- Exercise prompt: Pull out every line of the rows below that contains the string "terracotta", copying each such line in full. Match case exactly.

- Data supplied:

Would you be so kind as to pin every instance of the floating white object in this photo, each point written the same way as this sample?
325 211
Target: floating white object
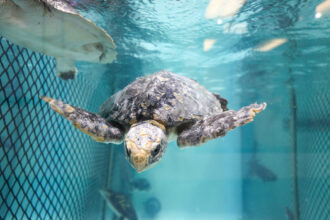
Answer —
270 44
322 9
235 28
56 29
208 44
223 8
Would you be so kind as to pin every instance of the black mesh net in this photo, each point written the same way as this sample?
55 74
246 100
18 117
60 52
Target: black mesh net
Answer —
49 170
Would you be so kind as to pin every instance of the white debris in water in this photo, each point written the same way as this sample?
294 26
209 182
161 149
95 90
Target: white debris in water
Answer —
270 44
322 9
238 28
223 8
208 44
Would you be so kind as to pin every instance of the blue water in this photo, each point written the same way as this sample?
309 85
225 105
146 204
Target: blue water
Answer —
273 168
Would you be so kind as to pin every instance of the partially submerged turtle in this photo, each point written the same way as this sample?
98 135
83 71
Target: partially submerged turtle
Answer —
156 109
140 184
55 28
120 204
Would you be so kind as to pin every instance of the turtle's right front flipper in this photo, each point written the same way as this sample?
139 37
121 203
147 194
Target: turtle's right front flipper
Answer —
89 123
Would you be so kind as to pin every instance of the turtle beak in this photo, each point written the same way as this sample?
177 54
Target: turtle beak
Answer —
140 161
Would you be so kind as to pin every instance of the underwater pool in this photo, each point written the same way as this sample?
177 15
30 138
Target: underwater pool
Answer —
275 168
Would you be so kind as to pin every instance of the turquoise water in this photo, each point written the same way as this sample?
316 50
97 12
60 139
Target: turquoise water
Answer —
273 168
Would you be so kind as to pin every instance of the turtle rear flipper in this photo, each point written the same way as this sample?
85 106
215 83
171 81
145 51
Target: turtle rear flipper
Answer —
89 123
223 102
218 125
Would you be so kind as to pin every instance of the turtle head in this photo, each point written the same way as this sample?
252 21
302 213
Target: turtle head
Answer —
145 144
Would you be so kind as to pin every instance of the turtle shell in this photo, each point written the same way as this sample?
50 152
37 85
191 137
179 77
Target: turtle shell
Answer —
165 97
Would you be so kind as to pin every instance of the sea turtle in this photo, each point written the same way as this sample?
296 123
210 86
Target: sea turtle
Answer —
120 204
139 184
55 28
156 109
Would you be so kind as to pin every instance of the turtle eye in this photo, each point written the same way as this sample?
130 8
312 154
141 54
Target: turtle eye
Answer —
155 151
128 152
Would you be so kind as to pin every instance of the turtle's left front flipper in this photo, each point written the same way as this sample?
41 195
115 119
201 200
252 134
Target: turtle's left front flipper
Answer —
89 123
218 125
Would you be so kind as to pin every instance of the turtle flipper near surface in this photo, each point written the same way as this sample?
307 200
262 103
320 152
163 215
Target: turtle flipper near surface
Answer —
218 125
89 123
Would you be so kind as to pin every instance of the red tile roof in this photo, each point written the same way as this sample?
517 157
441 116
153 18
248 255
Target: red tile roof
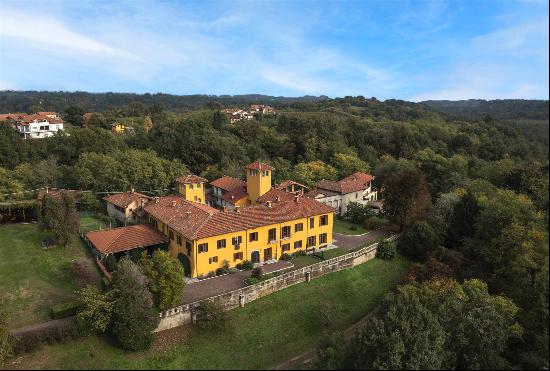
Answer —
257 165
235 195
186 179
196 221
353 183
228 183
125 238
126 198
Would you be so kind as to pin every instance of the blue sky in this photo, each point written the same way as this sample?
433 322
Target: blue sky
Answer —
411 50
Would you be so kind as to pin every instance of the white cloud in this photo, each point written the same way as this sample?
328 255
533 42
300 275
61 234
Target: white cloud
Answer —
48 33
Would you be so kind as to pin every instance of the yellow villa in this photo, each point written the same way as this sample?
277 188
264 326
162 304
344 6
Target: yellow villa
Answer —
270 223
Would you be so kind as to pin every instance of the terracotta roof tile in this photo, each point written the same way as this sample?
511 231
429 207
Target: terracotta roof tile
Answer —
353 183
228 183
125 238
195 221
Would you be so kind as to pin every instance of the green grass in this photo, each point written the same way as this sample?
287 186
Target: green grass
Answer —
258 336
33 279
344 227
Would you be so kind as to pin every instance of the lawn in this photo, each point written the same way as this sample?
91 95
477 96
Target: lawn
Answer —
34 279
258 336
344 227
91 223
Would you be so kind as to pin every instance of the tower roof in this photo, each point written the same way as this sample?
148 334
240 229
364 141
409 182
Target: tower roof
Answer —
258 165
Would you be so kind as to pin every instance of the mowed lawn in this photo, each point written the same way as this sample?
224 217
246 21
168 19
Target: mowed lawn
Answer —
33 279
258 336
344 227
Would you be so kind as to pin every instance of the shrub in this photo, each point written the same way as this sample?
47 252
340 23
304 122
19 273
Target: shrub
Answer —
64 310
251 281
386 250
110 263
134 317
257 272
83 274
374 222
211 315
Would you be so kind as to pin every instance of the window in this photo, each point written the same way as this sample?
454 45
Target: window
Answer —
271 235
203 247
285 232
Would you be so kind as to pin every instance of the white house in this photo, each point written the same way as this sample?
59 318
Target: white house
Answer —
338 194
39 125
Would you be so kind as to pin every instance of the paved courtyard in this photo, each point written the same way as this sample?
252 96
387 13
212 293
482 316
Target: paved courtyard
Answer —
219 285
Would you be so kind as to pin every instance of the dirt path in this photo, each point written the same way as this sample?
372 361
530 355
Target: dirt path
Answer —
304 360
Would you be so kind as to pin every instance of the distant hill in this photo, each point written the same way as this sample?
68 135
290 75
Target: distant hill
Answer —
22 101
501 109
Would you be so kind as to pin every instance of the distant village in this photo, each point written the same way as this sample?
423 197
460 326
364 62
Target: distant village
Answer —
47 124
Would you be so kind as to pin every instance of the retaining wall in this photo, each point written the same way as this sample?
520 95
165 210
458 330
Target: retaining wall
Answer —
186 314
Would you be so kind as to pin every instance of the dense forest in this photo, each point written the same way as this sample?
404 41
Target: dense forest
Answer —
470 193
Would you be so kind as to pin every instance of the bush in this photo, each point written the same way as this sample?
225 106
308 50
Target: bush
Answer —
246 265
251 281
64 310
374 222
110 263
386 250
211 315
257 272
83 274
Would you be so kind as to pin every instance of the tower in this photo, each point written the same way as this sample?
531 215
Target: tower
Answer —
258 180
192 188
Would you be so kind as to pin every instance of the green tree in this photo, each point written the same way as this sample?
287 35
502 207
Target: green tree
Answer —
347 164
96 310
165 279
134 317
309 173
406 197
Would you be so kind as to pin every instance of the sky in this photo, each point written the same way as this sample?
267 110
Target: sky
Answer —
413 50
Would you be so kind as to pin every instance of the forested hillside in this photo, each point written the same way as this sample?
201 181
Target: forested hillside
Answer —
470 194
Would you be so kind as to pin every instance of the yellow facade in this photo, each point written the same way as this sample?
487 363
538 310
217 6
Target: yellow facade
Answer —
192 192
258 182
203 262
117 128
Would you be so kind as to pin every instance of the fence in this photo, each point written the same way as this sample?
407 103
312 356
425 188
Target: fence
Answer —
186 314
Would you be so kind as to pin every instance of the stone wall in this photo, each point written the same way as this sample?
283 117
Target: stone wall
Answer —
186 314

==

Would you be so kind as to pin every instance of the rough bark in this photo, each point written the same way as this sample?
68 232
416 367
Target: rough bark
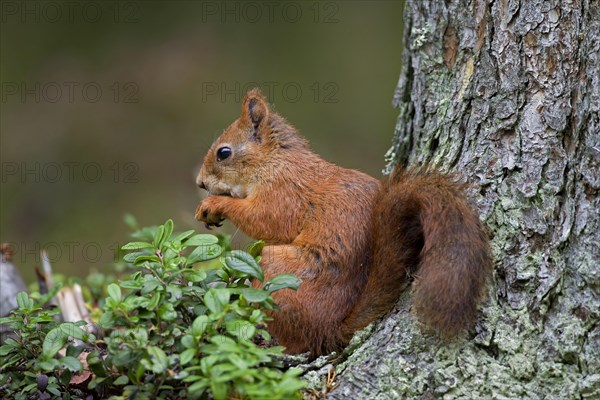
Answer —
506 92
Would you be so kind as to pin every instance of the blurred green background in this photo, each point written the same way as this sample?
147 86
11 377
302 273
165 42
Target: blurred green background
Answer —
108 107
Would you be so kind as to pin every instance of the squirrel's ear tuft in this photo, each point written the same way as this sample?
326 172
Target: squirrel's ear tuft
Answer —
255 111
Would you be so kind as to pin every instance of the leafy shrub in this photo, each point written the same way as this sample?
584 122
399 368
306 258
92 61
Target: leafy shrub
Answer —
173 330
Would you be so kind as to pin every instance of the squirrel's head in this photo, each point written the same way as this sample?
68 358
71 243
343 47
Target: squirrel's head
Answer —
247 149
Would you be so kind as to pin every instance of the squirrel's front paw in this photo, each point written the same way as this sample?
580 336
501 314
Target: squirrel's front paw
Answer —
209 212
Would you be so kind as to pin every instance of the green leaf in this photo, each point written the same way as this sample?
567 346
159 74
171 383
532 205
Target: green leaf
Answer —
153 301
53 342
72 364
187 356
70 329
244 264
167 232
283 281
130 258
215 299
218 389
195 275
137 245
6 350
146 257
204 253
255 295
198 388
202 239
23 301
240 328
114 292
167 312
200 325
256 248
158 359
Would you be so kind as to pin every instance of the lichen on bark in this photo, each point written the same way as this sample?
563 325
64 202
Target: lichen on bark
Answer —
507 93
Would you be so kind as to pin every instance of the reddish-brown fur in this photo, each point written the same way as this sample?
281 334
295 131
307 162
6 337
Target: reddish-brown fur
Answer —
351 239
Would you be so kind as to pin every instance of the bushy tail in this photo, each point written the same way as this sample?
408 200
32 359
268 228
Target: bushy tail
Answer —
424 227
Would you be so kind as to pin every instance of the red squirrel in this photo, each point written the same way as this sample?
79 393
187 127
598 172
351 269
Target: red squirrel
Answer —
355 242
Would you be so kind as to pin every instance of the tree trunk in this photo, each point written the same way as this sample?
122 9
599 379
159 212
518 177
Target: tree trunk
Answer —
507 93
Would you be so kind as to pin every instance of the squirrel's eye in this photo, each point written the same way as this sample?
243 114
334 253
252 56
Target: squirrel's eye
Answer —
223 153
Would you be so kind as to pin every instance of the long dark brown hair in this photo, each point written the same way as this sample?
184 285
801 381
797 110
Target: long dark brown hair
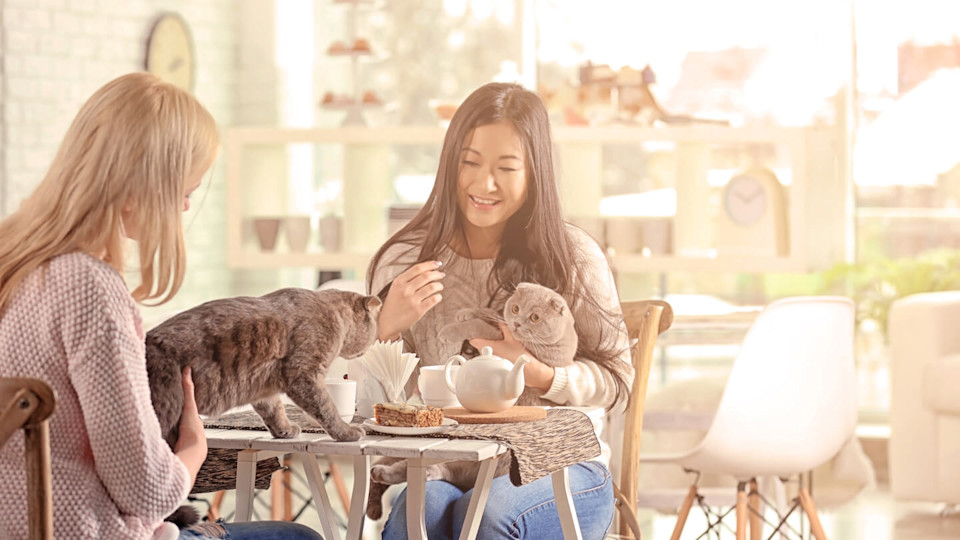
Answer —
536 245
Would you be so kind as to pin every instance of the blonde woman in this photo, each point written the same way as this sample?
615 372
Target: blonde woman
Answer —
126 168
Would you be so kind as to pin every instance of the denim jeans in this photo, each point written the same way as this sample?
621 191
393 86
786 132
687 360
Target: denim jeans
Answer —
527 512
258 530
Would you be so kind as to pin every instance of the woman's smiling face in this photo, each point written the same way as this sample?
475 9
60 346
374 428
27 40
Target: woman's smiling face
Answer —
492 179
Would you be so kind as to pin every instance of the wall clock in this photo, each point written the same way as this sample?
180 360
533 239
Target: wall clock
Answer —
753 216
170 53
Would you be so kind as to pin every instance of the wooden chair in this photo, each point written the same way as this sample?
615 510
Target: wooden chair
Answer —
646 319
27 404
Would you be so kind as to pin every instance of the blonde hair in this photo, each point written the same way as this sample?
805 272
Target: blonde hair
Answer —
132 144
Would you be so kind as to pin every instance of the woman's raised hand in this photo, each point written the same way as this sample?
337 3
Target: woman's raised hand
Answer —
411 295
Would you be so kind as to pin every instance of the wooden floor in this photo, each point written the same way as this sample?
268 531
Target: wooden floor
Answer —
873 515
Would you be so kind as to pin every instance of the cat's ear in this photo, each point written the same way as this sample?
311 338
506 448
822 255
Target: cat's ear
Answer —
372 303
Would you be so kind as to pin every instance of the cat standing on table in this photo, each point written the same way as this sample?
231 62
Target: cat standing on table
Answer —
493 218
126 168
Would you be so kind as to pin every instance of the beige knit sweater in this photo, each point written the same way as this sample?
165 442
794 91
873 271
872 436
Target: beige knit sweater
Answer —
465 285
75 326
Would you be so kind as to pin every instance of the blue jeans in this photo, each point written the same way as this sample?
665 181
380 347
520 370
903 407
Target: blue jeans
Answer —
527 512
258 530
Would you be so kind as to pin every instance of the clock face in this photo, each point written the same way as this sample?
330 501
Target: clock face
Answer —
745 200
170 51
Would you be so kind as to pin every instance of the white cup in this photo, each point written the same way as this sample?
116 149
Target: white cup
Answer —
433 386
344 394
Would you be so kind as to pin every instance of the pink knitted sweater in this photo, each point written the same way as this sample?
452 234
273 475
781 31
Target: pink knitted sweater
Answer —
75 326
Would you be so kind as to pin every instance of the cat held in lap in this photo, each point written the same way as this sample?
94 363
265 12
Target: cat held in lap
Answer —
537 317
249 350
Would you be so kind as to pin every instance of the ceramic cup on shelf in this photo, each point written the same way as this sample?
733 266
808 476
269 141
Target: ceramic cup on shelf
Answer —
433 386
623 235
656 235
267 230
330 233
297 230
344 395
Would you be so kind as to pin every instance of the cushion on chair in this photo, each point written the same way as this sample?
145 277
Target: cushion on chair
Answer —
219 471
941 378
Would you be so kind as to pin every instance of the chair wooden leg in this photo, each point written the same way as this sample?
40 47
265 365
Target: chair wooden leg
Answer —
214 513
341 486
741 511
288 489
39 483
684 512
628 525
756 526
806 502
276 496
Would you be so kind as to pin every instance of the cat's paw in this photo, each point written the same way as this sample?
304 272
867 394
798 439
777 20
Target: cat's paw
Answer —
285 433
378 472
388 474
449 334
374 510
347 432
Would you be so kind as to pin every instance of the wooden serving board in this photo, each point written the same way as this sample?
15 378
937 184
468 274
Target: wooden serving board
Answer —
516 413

* * *

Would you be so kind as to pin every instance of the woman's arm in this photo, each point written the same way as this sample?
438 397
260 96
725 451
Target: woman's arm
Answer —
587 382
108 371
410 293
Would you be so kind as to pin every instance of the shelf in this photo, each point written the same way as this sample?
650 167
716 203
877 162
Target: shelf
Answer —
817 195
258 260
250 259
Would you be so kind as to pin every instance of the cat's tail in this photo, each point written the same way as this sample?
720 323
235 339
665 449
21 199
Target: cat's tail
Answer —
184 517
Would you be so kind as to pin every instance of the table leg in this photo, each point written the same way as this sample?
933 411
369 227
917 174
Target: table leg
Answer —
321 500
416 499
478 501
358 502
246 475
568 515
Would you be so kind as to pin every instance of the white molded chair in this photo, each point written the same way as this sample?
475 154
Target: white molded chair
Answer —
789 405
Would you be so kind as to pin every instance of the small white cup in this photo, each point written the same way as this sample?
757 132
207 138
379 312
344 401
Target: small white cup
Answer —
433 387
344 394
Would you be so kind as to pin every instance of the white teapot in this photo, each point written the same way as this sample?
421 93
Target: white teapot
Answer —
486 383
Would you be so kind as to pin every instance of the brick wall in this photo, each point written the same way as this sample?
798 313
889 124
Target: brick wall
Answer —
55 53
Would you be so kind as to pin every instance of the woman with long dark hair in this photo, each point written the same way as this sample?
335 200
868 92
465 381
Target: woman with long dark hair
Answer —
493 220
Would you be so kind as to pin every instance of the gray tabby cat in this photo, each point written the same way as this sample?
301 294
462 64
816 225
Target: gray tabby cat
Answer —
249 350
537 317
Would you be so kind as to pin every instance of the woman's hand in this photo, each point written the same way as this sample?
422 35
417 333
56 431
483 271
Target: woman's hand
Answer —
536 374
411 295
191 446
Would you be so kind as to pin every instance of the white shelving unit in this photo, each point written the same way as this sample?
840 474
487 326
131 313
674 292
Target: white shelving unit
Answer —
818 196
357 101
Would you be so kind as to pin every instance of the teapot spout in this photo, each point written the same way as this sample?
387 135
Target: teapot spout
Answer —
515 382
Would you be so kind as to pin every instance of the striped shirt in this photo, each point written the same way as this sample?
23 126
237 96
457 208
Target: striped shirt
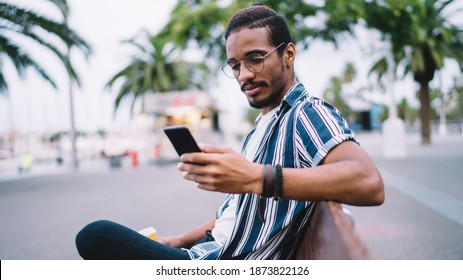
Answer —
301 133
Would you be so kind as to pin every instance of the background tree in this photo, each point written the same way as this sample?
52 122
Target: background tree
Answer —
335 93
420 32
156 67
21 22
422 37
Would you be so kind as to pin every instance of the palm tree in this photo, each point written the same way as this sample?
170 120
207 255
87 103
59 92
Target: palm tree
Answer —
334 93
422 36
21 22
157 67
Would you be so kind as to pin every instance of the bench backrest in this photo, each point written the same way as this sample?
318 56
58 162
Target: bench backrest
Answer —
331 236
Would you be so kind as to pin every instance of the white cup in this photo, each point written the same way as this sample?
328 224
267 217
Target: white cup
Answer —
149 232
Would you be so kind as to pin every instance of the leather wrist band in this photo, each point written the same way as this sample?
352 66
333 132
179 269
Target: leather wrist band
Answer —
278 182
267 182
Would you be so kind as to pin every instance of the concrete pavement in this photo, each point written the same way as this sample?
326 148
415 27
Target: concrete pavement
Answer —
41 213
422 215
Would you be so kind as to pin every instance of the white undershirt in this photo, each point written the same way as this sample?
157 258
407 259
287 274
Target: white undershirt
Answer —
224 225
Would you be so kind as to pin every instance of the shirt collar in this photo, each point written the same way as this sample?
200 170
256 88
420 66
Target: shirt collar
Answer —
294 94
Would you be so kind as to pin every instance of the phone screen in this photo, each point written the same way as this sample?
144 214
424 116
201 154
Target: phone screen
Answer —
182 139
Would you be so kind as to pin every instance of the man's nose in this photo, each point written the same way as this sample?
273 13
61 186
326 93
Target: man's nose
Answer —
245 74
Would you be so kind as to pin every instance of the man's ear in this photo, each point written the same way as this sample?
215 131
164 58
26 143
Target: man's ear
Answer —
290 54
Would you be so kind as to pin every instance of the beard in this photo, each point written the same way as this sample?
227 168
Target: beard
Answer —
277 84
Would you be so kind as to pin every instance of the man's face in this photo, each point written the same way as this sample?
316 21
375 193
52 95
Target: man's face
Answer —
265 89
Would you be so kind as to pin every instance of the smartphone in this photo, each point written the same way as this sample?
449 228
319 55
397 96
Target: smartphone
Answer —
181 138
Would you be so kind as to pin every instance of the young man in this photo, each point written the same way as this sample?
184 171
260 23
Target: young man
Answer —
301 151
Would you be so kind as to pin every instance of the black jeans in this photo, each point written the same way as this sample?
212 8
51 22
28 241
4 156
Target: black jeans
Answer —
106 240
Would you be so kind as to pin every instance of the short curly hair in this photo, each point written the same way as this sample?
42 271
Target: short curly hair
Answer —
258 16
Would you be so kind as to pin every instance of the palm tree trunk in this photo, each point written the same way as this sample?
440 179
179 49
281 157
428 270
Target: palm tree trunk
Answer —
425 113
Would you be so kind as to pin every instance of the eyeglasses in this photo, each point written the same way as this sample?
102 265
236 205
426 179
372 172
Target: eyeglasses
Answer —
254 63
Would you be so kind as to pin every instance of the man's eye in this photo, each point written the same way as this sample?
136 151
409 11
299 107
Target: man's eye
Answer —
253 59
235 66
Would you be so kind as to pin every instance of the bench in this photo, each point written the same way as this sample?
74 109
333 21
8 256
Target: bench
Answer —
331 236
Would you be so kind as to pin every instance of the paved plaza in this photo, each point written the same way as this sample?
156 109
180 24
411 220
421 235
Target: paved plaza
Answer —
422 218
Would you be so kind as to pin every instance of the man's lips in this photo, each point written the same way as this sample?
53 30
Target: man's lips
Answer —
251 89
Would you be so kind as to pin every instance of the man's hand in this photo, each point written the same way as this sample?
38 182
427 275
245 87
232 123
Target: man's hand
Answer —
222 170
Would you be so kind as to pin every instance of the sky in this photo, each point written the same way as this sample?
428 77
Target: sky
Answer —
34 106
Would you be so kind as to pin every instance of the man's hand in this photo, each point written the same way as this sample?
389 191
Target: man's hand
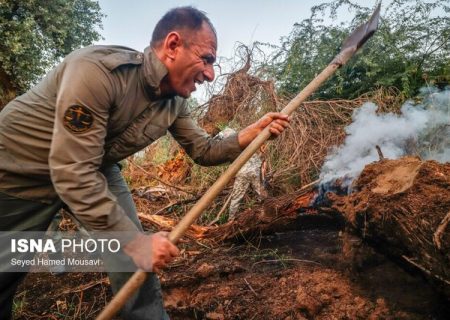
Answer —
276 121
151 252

- Finished task:
Would you be so kind as to pin every instance of the terracotta roof tile in this photo, each point written the same way as this sample?
Target: terracotta roof tile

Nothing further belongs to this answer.